> [USING THE INFORMATION]
(1) In the passage on how geographers classify cities, which National Geography Standard concerns using mental maps to organize information about cities?
(2) Continue the passage on how geographers classify cities from the point where it stops.

Geographers have long wrestled with the problem of classifying and analyzing urban places. Such activity ultimately allows geographers to understand the processes by which the present urban patterns have evolved. For South Asia, they have attempted to apply mostly Western economic, functional, morphologic, and mathematical models to cities whose historical evolution, cultural connections, and economic and political structure are non-Western, for the most part.
Attempts by geographers to understand urban places embody several strategies which have been identified in the National Geography Standards. (note 1) The use of mental maps, or descriptive models, aids in organizing information about cities (Standard #2). In the process, such models can be used to interpret the ways in which cities evolved to reach their present form (Standard #17). Throughout, geographers are searching to understand how and why urban places are arranged as they are, and what these patterns reveal about the functions performed within and by cities (Standard #12).

> [INFORMATION GIVEN]
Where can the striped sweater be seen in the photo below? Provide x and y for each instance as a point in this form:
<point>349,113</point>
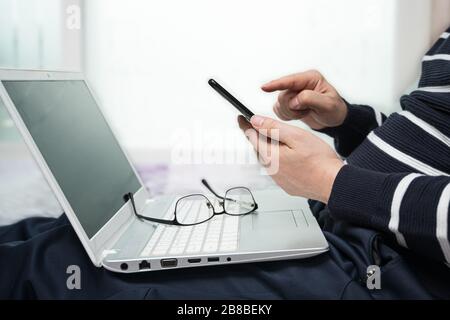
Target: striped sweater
<point>397,177</point>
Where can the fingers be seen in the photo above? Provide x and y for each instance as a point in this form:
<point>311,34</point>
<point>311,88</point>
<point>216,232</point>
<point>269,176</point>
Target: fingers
<point>275,130</point>
<point>309,99</point>
<point>244,124</point>
<point>298,81</point>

> [PER-TASK ANSWERS]
(1) Standard #2

(2)
With regard to the morphology or physical form of South Asian cities, the difficulties are especially manifest. Land use patterns, transportation facilities, and residential neighborhood layout, for example, are at variance with Western urban experience. Hence, South Asian city patterns are not easily explained or satisfactorily elucidated by well-known Western urban morphology models, such as the concentric zone, wedge or sector, or even the multiple nuclei. These models in combination effectively explain the structure and land uses of Western cities. The lack of success in applying these models to non-Western cities is not because numerous attempts have not been made, but as Smailes noted, “assumptions and theories about city structure tend to be culture bound” and hence not especially applicable outside that culture. (note 2)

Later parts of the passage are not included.